Document passage:
---

So, Your Love Life Isn’t What You Thought It Would Be…

Suzanne Kellner-Zinck
7 min readAug 26, 2021

We are sold this unrealistic story of what marriage is to be where the deep romance lasts forever along with the desire to constantly be with our significant other. Yet, this is only a fairy tale as we find our oxytocin (the bonding hormone) declining after 18 months to 2 years into the relationship according to John Gray, Ph.D. The aspects of our ‘true love’ that we overlooked in the beginning start to get on our nerves. It is only when we realize that we also have aggravating idiosyncrasies as well for our partner to contend with that we can fall into true love — because it is based on unconditionally loving the person — working with that person to create the future together as you live life together.

Many years ago I was determined to be married before I was too old. I felt that being in my mid-20s was a great time to tie the knot. I met my ex-husband through the Phoenix personal pages — the Phoenix being an arts newspaper in the Boston area during the mid-1980s. He had run an ad that had a typo in it saying he was looking for an SJF (Single Jewish Female) when he was just looking for a single white female at the time. He himself is a non-religious individual so this was of no consequence for him. We dated for a few months and then moved in with one another. I was going through a difficult time not too long after we met as my father had died from a stroke a few months before we met. I was only 23 years old at the time and it was totally unexpected. The loss was setting in on me as the shock of it all was wearing off at the time we met. My ex was wonderfully supportive in so many ways during that very difficult time of mine. However, later in the marriage, there were other issues that came to bear on us, mainly my mental health issues first and then his inability to deal with me as a healed person who wanted to have a career and live a full life — something that was very hard to do in my previous condition.

---

Stored records:
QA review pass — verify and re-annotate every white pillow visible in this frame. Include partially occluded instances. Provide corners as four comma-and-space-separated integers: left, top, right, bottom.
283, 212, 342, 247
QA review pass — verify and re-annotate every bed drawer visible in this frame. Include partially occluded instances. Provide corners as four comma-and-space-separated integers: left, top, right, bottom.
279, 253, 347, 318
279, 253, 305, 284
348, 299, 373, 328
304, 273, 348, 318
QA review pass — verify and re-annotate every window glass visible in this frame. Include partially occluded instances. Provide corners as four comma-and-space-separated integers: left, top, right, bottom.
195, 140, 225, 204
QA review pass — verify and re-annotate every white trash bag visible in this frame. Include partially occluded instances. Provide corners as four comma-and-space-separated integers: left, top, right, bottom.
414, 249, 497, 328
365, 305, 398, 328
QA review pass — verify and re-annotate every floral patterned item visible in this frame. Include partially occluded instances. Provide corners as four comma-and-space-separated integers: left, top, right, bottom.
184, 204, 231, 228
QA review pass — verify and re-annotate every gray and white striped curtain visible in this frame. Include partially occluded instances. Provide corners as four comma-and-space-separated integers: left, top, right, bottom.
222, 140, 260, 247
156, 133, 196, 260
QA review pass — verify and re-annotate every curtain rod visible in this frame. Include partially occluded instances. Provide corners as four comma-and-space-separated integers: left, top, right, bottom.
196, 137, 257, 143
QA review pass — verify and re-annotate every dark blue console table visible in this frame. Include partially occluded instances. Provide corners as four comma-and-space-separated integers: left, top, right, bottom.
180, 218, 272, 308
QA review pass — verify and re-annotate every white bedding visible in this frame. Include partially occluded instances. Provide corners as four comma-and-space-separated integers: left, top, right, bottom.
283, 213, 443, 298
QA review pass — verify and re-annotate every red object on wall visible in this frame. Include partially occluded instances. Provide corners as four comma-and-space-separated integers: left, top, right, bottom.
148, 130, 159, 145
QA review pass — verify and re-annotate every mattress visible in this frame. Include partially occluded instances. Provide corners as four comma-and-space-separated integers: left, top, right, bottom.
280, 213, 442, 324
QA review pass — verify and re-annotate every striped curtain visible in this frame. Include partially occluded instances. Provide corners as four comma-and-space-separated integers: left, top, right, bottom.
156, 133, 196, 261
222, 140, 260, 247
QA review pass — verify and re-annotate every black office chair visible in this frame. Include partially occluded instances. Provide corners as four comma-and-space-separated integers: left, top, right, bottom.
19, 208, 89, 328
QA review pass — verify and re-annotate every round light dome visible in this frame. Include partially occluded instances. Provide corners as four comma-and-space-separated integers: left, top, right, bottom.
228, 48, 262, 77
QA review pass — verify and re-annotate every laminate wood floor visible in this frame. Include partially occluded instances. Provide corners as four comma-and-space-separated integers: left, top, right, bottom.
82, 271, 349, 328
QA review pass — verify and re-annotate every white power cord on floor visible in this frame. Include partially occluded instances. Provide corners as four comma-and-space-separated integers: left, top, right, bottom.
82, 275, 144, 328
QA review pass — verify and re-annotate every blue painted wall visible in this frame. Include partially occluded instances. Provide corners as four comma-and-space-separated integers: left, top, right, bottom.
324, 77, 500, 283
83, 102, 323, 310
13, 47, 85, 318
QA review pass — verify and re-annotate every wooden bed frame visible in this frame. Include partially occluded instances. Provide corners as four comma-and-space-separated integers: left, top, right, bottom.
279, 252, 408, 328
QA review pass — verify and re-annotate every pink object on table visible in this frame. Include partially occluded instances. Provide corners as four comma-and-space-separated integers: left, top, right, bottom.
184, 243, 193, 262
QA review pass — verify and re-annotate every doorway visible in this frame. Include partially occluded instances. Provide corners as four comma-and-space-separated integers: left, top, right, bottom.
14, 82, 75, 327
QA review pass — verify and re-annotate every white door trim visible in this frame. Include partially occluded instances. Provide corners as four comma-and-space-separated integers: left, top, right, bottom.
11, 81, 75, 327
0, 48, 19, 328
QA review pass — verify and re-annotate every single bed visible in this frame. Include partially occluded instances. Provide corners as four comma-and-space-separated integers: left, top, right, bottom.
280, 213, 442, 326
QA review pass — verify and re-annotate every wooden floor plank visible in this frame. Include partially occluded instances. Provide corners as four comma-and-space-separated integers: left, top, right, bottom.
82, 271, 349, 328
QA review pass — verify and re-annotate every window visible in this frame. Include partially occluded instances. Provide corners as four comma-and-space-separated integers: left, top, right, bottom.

---

Things to do:
A – In the essay on love and marriage, at what point does oxytocin start to decline, according to John Gray?
B – Please write the next part of the essay on love and marriage, picking up after its last sentence.
These entries have no connection to the essay on love and marriage.

The answers:
A – After 18 months to 2 years into the relationship.

B –
There were a couple of interesting aspects to this marriage that I realized after it was over — meaning before we separated and later divorced at his request.

  1. I realized that I did not particularly like the fact that my ex seemed to need me to be depressed and nearly non-functional to feel ‘needed’ for the colder half of the year when I went into a depressed state. He hated it when I got into hypomania in the spring unable to cope with my increased activity, etc. I would guess that I wouldn’t be able to deal with that part of myself either at this time, not particularly wanting to be around hypomanic people myself currently.
  2. When I started to make a really great living doing hypnosis, he felt that I didn’t ‘need’ him. And, he was correct. I would never want to be in a relationship where I ‘needed’ anyone. Rather, I wanted to be in a relationship with someone who ‘wanted’ me for what I could add to his life in a positive way.
  3. It bothered me a lot that most of our activities were around his love of art and his need to be photographing or filming whenever we did something, while he had no interest at all in my career path of hypnotism. This even though he was the one who really wanted me to find my ‘right work.’ To be honest it was a very long time to figure it out. Without his support, I most likely never would have found it. So, I am forever grateful to him for that gift.

An excellent relationship with any other person and especially one’s significant other needs to be based on mutual respect and a sharing of some interests, along with similar values.

Communication is a huge part of any healthy relationship, and to be honest this is a place where I fell down miserably. I was full of words (during my hypomanic states in particular), and my ex was rightfully overwhelmed by all of them. I also did not realize that it would have been better to use kinesthetic terms such as ‘feeling’ and ‘touched by‘ instead of the visual terms that I use much of the time such as ‘clear’ and ‘see.’ So, even though he is a visual artist, his primary learning style is that of a kinesthetic so it was as if we were speaking two different languages even though they were both in American English.

Communication also has much to do with the tone of voice and non-verbals as well. Non-verbals really do make up about 57% of the communication and the tone of voice 33% so if either of these is off, well, forget communicating easily with the other person. Given that we both had our issues the tone of voice and non-verbals were not very good between us.

So, there were many learnings to be gained from this experience of over 20 years of marriage to my ex. Yet, I want to make it very clear that even though we did not make it as a married couple we still do very much love one another — and when we communicate now we pick up where we left off and do so in a very respectful and fun manner. Because the truth of the matter is that we very much grew up together. He is currently 61 and I will be 60 in September, so we have known each other for the majority of our lives at this point.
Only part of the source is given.